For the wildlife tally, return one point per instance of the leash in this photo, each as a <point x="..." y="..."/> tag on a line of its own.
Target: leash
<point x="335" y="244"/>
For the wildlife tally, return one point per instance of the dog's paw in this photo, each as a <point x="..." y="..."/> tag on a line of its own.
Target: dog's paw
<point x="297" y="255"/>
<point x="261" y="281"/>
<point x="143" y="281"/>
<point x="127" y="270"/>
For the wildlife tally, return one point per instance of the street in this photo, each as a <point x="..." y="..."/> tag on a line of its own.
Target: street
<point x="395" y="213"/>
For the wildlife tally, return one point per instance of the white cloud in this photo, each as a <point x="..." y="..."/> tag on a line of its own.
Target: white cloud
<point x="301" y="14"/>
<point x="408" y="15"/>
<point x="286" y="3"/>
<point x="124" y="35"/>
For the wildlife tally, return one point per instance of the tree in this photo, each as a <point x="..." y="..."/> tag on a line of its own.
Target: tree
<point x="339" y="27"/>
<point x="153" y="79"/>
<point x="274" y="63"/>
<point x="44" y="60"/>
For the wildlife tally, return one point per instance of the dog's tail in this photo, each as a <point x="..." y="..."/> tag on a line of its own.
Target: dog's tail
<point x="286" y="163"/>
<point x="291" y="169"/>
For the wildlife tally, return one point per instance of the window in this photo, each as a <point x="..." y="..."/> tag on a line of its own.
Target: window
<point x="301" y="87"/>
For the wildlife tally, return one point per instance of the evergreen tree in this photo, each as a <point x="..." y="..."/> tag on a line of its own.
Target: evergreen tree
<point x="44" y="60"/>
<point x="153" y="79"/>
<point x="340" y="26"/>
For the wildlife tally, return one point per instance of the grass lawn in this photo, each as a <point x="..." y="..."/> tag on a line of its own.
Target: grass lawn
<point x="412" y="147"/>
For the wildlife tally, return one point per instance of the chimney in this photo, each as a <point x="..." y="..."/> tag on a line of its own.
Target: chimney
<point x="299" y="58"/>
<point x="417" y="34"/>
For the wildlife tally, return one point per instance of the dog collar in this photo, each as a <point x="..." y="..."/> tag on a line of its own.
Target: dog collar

+ + + + +

* Exercise:
Where the line containing "of the grass" appears in the records above, begin there and print every line through the last, exactly and with nothing else.

* Response area:
For the wildlife tally, return one point per instance of the grass lawn in this photo, each as a <point x="..." y="..."/> tag on a line of its own.
Target: grass lawn
<point x="412" y="147"/>
For the wildlife tally, return one point per instance of the chimney in this photo, each as a <point x="..." y="..."/> tag on a line of its own.
Target: chimney
<point x="299" y="58"/>
<point x="417" y="34"/>
For the wildlife tally, return one point per instance of the dog collar in this photo, each as a <point x="..." y="..."/> tag on a line of its own.
Target: dog collar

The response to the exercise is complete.